How do I make this comparison using the set categorical rules instead of the lexicon order rule?
Given the dataset:
df = pd.DataFrame({
'NUMBER':[12, 26, 16, 34, 38, 1, 26, 8],
'SHIRT_SIZE':['S', 'M', 'XL', 'L', 'S', 'M', 'L', 'XL'],
'SHIRT_SIZE2':['M', 'S', 'L', 'XL', 'M', 'L', 'XL', 'S']
})
from pandas.api.types import CategoricalDtype
c_dtype = CategoricalDtype(categories = ["S","M","L","XL"],ordered = True)
df['SHIRT_SIZE'] = df['SHIRT_SIZE'].astype(c_dtype)
df['SHIRT_SIZE2'] = df['SHIRT_SIZE2'].astype(c_dtype)

### Set problem 1
Update the records by changing "shoulder" to "elbow", keeping every other part the same, and write them out again without the pictures.
The pandas post and the records are unrelated.

### Provided material
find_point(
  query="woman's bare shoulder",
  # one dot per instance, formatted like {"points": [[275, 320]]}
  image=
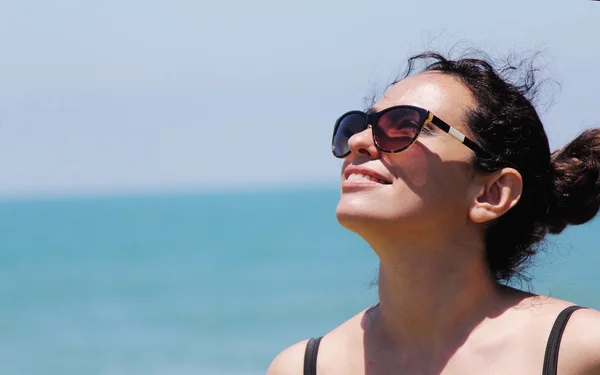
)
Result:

### Set problem 2
From the pandas post, copy everything from "from pandas.api.types import" down to "df['SHIRT_SIZE2'] = df['SHIRT_SIZE2'].astype(c_dtype)".

### Written response 1
find_point(
  query="woman's bare elbow",
  # one dot per instance, formatted like {"points": [[275, 320]]}
  image=
)
Result:

### Written response 2
from pandas.api.types import CategoricalDtype
c_dtype = CategoricalDtype(categories = ["S","M","L","XL"],ordered = True)
df['SHIRT_SIZE'] = df['SHIRT_SIZE'].astype(c_dtype)
df['SHIRT_SIZE2'] = df['SHIRT_SIZE2'].astype(c_dtype)